• _ACTIVITY_
Rewrite the stretch of the passage on Noel Zembe from "At another venue" through "and got married.", using "agreement" in place of "consensus".

This is a must-buy album as it certainly relaxes the mind.
Diamond Studios are busy distributing this gem of an album.
Noel himself, as seems to be the trend now, will also be standing on some street corners in Harare selling the album.
I have seen other established artistes such as Fungisai Zvakavapano-Mashavave, Pastor G and Somandla Ndebele doing the same.
Please do not mistake him for a pirate. To prove that Noel is a hardworking individual, he has simultaneously released another gospel album called “Best of Noel Zembe” with all the old hits which include “Ndaiwana Hama”, “Rangariro” and “Dai Pasina”.
When The Frontline Kids Band was formed in December 1988, their average age was 16 years with drummer Wellingtom Masvosva, aged 14, being the youngest.
He was the admiration of all his schoolmates at Dzivarasekwa High School.
Within two years the Frontline Kids had recorded three albums in which Noel Zembe was the lead singer together with Jevas Dzotizei.
The albums were “Children of the Frontline”, “African Jive” and “Hupenyu”, two of which were in Zimbabwe’s top 20 charts for over eight weeks each.
In 1989, soon after the formation of the group, they were invited to perform for President Mugabe during the National Youth Week and in 1990 they were the supporting act for well-known South African musicians Brenda Fassie, Yvonne Chaka Chaka and the Soul Brothers. They also shared the stage with visiting Jamaican singer Dennis Brown at the National Sports Stadium in the same year.
The Frontline Kids – Jevas Dzotizei, Primrose Sithole and Noel Zembe on vocals, Bob Manwere on bass, Emmanuel Thomas on guitar, Philbert Marova on guitar, and later on keyboards, and Wellington Masvosva on drums – defined their music as Afro- acid, which was a fusion of jiti and Western music.
Today, Noel Zembe, although it is 21 years later, has hardly moved away from that beat.
This music saw the Frontline Kids going as far afield as Botswana, Mozambique and the United Kingdom. One of the highlights while touring the UK in 1991, was when they were invited to perform at St Andrews University where Prince William went to college. Because of the hype they had received over the radio from one BBC 1 Radio DJ, John Peel, who announced them as “new African Kids on the Block”, the attendance ballooned to 5 000 people.
At another venue within the same university was the British reggae band, UB40 performing.
They had less than 50 people in attendance.
In 1992 The Frontline Kids split after most of the band members had reached the age of 20 when by consensus they no longer represented the kids.
Members went to seek individual careers, with Philbert joining the Rusikes, Jevas joining the Ndochi Stars and Emmanuel becoming a gospel musician.
Wellington went back to school while Noel formed his own band.
Primrose Sithole, the only female member left the group and got married.
She later died after a long illness.
While others sought their own dreams, Noel Zembe who seemed to be highly ambitious, went into chemical manufacturing.
After a while, he decided that chemical manufacturing was not for talented musicians like him.
He later returned to music in 2000 and recorded the single “Baba Thoko” with High-Density Studios under the Zeal project.
Hundreds of music fans warmed up to his “Baba Thoko” single which encouraged him to record yet another entitled “Rangariro” which was also successful.
A year later, the monster gospel hit, “Ndaiwana Hama” was released.
This sold over 50 000 copies and did well for Noel. Noel managed to introduce a fresh gospel beat with inspiring lyrics which saw him becoming one of the best gospel musicians ever to come out of Zimbabwe.
The rest of the members of the Frontline Kids saw the success which Noel had built up for himself.
They decided to persuade Noel to re-group with them.
In 2002 the group reformed with three of the original members Emmanuel, Jevas and Noel being at the fore front while new members, Pablo Nakapa, Forward Mazuruse and Tendai Zaranyika filled in the gaps of departed members or those who failed to rejoin such as Philbert Marova.
A new album “In Africa” was released. Due to their advanced ages the group was renamed Frontline Krew in 2003. It failed to compete with the new groups of youngsters who were now on the scene and the Frontline Krew died a natural death.

• _INFORMATION SHOWN_
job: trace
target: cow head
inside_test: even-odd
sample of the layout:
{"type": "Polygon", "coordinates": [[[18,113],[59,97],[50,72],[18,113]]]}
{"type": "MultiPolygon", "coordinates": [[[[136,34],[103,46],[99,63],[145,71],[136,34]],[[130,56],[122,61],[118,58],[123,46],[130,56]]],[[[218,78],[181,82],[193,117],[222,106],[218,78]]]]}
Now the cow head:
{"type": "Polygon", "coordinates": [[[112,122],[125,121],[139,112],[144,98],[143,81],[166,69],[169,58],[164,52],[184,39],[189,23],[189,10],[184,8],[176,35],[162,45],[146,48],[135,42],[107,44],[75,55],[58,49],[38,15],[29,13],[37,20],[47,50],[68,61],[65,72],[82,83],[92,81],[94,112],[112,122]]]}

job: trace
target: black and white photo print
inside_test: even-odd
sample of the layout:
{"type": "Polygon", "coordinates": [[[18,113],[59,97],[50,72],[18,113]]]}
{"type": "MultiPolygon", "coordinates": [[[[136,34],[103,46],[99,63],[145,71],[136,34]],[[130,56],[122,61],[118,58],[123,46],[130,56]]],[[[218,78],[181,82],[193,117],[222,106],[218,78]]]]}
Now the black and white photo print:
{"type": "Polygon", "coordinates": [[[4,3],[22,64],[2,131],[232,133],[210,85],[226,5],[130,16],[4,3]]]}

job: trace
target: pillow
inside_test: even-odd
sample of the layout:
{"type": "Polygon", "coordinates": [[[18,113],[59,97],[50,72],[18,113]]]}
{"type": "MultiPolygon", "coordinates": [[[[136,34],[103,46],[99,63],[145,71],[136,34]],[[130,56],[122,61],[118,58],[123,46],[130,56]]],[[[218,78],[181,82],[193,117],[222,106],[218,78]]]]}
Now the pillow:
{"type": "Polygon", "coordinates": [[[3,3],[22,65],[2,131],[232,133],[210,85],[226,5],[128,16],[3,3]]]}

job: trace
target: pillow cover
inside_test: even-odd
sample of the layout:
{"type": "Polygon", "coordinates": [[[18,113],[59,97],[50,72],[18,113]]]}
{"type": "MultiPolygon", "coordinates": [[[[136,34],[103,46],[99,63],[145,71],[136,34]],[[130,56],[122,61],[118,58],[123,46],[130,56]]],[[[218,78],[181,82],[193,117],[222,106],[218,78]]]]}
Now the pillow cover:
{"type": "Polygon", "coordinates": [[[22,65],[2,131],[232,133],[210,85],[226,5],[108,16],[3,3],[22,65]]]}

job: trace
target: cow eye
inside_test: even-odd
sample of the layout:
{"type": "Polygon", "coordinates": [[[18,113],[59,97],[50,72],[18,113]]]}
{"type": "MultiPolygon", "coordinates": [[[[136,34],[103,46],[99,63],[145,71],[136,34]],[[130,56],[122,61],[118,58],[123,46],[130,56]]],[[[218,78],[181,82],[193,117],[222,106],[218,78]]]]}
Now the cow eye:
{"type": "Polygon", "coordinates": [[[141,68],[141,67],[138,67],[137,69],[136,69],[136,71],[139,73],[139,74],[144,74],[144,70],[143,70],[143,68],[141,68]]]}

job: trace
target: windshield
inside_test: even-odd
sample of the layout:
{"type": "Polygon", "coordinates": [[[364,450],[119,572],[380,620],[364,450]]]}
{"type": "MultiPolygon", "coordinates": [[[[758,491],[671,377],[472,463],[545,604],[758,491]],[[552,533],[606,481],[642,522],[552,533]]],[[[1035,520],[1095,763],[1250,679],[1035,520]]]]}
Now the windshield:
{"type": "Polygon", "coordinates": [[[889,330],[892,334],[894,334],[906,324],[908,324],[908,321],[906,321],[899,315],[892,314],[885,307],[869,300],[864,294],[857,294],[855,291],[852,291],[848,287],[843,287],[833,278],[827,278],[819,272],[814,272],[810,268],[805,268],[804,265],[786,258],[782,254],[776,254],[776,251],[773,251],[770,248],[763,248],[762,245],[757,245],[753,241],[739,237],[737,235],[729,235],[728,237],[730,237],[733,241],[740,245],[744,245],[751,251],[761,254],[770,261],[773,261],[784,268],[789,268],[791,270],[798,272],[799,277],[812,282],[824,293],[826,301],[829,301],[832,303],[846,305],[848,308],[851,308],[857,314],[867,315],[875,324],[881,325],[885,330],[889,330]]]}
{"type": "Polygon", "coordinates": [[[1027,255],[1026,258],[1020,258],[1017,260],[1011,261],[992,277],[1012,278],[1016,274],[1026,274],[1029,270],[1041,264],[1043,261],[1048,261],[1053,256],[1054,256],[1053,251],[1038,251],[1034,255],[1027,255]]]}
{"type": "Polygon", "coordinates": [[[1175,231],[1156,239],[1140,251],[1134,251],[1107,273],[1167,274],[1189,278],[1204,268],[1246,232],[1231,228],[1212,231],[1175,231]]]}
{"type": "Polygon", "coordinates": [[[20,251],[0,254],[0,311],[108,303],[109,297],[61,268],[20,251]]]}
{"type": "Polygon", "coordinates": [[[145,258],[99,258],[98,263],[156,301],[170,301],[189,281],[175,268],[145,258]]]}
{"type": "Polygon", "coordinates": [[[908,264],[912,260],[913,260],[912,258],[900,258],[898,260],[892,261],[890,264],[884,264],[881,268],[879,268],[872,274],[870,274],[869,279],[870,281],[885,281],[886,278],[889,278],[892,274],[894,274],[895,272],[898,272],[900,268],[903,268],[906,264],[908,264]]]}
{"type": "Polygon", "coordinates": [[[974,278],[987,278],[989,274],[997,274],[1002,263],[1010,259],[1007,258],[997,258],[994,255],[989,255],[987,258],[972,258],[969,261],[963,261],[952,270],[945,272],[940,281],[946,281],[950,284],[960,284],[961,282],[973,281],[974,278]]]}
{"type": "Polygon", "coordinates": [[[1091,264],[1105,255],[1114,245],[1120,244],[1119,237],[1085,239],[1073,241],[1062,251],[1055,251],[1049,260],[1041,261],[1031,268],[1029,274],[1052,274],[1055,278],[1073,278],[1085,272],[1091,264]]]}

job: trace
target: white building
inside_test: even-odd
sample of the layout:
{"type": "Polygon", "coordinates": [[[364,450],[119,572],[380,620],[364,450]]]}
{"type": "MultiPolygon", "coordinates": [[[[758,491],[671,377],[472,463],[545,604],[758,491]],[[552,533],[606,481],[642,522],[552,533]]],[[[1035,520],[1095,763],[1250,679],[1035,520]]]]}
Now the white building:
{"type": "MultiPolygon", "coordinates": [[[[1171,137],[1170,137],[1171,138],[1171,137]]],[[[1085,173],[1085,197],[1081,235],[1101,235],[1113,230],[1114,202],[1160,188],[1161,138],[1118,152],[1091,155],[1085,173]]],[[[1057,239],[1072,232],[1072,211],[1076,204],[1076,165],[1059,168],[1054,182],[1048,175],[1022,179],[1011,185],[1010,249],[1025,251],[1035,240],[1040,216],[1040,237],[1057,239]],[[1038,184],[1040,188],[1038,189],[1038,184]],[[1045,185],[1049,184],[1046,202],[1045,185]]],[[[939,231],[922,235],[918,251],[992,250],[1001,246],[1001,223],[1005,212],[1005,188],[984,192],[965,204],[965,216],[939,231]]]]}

• _REPLY_
At another venue within the same university was the British reggae band, UB40 performing.
They had less than 50 people in attendance.
In 1992 The Frontline Kids split after most of the band members had reached the age of 20 when by agreement they no longer represented the kids.
Members went to seek individual careers, with Philbert joining the Rusikes, Jevas joining the Ndochi Stars and Emmanuel becoming a gospel musician.
Wellington went back to school while Noel formed his own band.
Primrose Sithole, the only female member left the group and got married.